> **Texte fourni**
Humaniser l’intervention : Comprendre l’itinérance des femmes et des personnes trans et non-binaires 

Au-delà des clichés : d’autres visages de l’itinérance

L’itinérance ne se résume pas à l’absence d’un toit. C’est une série de ruptures, d’exclusions, de blessures. L’image qu’on se fait souvent de l’itinérance, c’est celle d’un homme seul qui dort dans la rue. Cette vision cache d’autres réalités, surtout celles vécues par les femmes, les personnes trans et non-binaires. Cette représentation dominante contribue à un manque de services adaptés, à des politiques inadaptées, et à une incompréhension des trajectoires marquées par le silence et la honte.

Des parcours marqués par la violence et l’invisibilité

Pourtant, les femmes, les personnes trans et non-binaires en situation d’itinérance vivent des réalités spécifiques, souvent invisibilisées : violence genrée, perte de garde d’enfants, exclusion systémique, discriminations croisées. À ces conditions s’ajoutent des formes d’itinérance dites « cachées » — dormir dans une voiture, faire du couchsurfing, échanger des services sexuels contre un toit, restez dans un logement surpeuplé, insalubre ou non sécuritaire — qui rendent encore plus difficile l’accès aux ressources.

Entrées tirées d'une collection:

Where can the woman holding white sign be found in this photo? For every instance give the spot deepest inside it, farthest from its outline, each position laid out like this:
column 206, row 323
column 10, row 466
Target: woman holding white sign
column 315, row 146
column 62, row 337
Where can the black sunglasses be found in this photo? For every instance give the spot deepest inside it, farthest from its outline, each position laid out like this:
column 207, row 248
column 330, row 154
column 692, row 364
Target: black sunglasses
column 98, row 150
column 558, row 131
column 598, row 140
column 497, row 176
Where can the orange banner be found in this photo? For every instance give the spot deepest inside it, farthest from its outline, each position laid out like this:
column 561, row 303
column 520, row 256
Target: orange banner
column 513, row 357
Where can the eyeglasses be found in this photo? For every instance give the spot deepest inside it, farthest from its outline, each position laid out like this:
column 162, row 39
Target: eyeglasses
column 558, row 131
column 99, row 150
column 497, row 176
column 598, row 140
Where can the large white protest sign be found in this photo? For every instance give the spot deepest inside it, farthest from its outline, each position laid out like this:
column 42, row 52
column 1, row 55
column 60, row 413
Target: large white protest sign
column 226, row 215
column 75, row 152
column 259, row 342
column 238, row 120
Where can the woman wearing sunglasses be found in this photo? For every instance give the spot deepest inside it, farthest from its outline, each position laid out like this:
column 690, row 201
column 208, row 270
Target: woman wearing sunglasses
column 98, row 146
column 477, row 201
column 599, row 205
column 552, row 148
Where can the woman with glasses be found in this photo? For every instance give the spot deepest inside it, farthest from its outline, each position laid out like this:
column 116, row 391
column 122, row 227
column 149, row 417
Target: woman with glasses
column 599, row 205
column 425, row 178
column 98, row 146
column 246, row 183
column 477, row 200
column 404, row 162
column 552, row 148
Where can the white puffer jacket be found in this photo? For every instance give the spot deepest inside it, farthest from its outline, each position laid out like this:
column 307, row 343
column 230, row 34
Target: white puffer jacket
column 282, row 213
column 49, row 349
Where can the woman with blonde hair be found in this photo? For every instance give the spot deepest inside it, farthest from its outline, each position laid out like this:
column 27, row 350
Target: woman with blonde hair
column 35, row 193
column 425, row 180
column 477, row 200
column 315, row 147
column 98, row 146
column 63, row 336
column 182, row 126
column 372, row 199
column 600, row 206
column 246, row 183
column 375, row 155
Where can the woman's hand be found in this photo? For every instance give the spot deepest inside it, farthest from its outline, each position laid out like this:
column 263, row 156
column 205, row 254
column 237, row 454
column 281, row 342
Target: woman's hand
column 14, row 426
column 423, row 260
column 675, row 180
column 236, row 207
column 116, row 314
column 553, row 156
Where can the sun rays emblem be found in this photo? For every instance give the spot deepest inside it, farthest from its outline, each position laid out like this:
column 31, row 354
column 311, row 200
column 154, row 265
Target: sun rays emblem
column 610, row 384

> **Tâche courte 1**
Recopiez le passage du texte sur l'itinérance des femmes et des personnes trans et non-binaires compris entre « Des parcours marqués » et « l’accès aux ressources. », bornes incluses.
> **Tâche courte 2**
Présentez en liste numérotée les lignes des enregistrements allant du tout début jusqu'à la ligne contenant « column 62, row 337 », incluse, en omettant les lignes vides.

> **Réponse complète 1**
Des parcours marqués par la violence et l’invisibilité

Pourtant, les femmes, les personnes trans et non-binaires en situation d’itinérance vivent des réalités spécifiques, souvent invisibilisées : violence genrée, perte de garde d’enfants, exclusion systémique, discriminations croisées. À ces conditions s’ajoutent des formes d’itinérance dites « cachées » — dormir dans une voiture, faire du couchsurfing, échanger des services sexuels contre un toit, restez dans un logement surpeuplé, insalubre ou non sécuritaire — qui rendent encore plus difficile l’accès aux ressources.

> **Réponse complète 2**
1. Where can the woman holding white sign be found in this photo? For every instance give the spot deepest inside it, farthest from its outline, each position laid out like this:
2. column 206, row 323
3. column 10, row 466
4. Target: woman holding white sign
5. column 315, row 146
6. column 62, row 337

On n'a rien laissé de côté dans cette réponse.